DESCRIPTION OF THE TASK
Please reproduce every one of the entries below without changing anything.

[Records of labeled points]
:::

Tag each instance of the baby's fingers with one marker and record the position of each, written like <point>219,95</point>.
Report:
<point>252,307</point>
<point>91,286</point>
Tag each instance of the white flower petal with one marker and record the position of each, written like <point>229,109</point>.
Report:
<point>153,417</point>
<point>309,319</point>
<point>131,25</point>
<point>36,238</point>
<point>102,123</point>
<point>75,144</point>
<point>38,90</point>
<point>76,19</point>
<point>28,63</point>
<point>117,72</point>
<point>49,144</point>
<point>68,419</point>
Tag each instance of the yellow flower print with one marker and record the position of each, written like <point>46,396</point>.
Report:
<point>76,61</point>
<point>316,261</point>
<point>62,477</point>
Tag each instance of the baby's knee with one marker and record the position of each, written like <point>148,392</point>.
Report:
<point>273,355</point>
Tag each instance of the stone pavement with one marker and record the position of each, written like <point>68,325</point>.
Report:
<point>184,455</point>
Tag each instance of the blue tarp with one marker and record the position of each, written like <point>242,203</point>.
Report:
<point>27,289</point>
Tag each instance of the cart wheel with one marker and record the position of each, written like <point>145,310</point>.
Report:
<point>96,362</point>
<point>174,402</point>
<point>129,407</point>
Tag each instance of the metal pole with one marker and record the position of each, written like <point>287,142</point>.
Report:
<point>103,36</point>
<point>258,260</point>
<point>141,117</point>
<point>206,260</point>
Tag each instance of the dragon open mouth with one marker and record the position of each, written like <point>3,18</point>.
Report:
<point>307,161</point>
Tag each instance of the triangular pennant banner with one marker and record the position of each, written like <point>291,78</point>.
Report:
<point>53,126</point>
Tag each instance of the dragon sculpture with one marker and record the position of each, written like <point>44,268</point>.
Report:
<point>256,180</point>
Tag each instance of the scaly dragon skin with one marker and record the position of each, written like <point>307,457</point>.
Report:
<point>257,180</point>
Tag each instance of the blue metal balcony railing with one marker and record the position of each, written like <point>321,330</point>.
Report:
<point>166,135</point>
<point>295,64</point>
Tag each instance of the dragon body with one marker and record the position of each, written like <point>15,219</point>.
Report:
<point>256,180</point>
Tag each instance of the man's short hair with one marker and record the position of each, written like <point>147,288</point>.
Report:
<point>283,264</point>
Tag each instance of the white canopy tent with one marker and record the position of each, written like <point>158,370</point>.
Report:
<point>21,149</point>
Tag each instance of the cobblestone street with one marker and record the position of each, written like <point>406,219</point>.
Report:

:::

COMPLETE RESPONSE
Tag each instance of the baby's fingers with one marker and record the position of each, written like <point>219,95</point>.
Report:
<point>252,307</point>
<point>91,286</point>
Tag each instance of the white flower petal with one marker and record the position of each, written like <point>229,109</point>.
Report:
<point>153,417</point>
<point>309,319</point>
<point>131,25</point>
<point>36,238</point>
<point>102,123</point>
<point>75,144</point>
<point>38,90</point>
<point>76,19</point>
<point>28,63</point>
<point>117,72</point>
<point>49,144</point>
<point>68,419</point>
Tag each instance of the yellow flower print with one marker and record the position of each, written like <point>46,396</point>.
Report:
<point>76,61</point>
<point>316,261</point>
<point>62,477</point>
Tag each instance of the baby's knee with one marker and record the position of each, written like <point>148,392</point>.
Report:
<point>273,355</point>
Tag each instance of the stone pavement with one marker and record the position of each, written like <point>68,325</point>.
Report:
<point>184,455</point>
Tag each instance of the blue tarp with one marker and record the position of each, written like <point>242,203</point>.
Report:
<point>27,289</point>
Tag each instance of the cart wheel with one marker and record the position of each, written like <point>145,310</point>.
Report:
<point>96,362</point>
<point>174,402</point>
<point>129,407</point>
Tag each instance of the metal pole with one marker and record the position of each, written like <point>287,142</point>.
Report:
<point>103,36</point>
<point>258,260</point>
<point>141,117</point>
<point>206,260</point>
Tag each instance of the dragon open mouth with one marker and record the position of each, written like <point>3,18</point>.
Report:
<point>307,161</point>
Tag each instance of the triangular pennant banner with one marker and record the position of each, written like <point>291,78</point>.
Report:
<point>53,126</point>
Tag each instance of the dragon sculpture with one marker and record the position of each, written like <point>44,268</point>.
Report:
<point>256,180</point>
Tag each instance of the scaly dragon skin with one marker and record the position of each, written like <point>307,457</point>.
Report:
<point>257,180</point>
Tag each instance of the blue metal balcony railing with one marker and record the position of each, written like <point>321,330</point>.
Report:
<point>166,135</point>
<point>295,64</point>
Tag each instance of the dragon body with one marker and record the position of each, written like <point>15,219</point>.
Report:
<point>256,180</point>
Tag each instance of the man's short hair with one marker and record the position of each, written like <point>147,288</point>.
Report:
<point>283,264</point>
Tag each instance of the white canopy tent with one marker and record the position of each, written like <point>158,370</point>.
Report:
<point>21,149</point>
Tag each instance of the cobblestone street with one marker and record the position of each, written like <point>406,219</point>.
Report:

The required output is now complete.